## Source document
______
University of Iowa BFA student Casey Mathews poses for a portrait on Friday, Jan. 24, 2020, inside of his studio space located in the Visual Arts building. Mathews is a printmaker and began studying art after taking a general education art class.

Madison Lotenschtein, Arts Editor


In the right-hand corner of the University of Iowa Visual Arts Building printing studio lies a desk covered with spray paint bottles, charcoal drawings of people pinned to the wall. Standing among it all isCasey Mathews, a UI B.F.A. printmaking student.

Dressed in black clothing and a bright orange hat, Mathews pulled his most recent prints from a filing cabinet — multi-colored yarn tied to its handle —  near his desk, revealing three prints that each have “yes, no, and maybe,” spray painted on them. The first print shown had Jesus, a mushroom cloud, the word “no,” and several other objects and textures on a gray background.

Mathews’ work tugs at themes of power and the idolization of figures in power within a religion, government, or some form of social establishment.

“People [travel] to go see figures or a speaker or go to a religious event,” he said. “There’s a lot of life and time devoted to doing those things, and I think that’s really interesting and how people have really centered their life around those sorts of structures.”

The printmaker applies different techniques of printmaking — such as lithographs and screen-printing — to the same print, overlapping the skills he acquired while at the UI. He strives to learn about artists who have come before him, latest being Robert Raushenberg, an artist who explored collage and integrating printmaking into original pieces, described Mathews.
______
## Given data

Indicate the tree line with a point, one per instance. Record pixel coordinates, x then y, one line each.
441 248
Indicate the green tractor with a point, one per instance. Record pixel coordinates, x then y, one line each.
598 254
______
## Tasks to carry out
a – In the profile of Casey Mathews, write out everything from "University of Iowa BFA" down to "education art class.".
b – Answer these questions from the Casey Mathews profile:
(i) What color was the hat Mathews wore?
(ii) What three words are spray painted on his most recent prints?
(iii) Which two printmaking techniques does the profile name as ones he applies to the same print?
c – Proceed with the profile of Casey Mathews, picking up right after its last sentence.
The lines that come after the profile aren't needed for anything here.

## Exercise results
a –
University of Iowa BFA student Casey Mathews poses for a portrait on Friday, Jan. 24, 2020, inside of his studio space located in the Visual Arts building. Mathews is a printmaker and began studying art after taking a general education art class.

b –
(i) Bright orange
(ii) "Yes," "no," and "maybe"
(iii) Lithographs and screen-printing

c –
“I’ve been making, very recently, things that include five or six different processes that are one-offs, but they use printmaking as a drawing tool instead of a reproduction method,” Mathews said.

After taking a drawing class last semester, charcoal drawings began to make their way onto Mathews’ wall, and eventually into the final prints, he said while pointing towards a drawing of an angel.

While Mathews’ path led him to drawings, prints, and other works of art in his shared fourth-floor studio, his interests when he first stepped on campus would tell a different story.

Before coming to college, Mathews considered delving into the realm of math and science because he did well in his classes, but kick-started his UI experience as an English and  philosophy major, and even dabbled in the School of Journalism and Mass Communications.

“I would tell my grandparents that I would want art supplies for Christmas and birthday gifts,” he said. “I got a long ways away from [art] in high school, and I started to do math and science stuff. And then I came to college and took one art class and kind of re-found out that I enjoyed it.”

Eventually drawn to printmaking by former M.F.A student Rachel Kauff, Mathews noted that he enjoys printmaking because people with a low income can afford prints, as they might not be able to afford an original painting.

“Printmaking is kind of like a democratic art for the people,” he said. “It’s obviously a way of reproduction of an image, and naturally, an image that can be reproduced is going to be less valuable than a one of a kind.”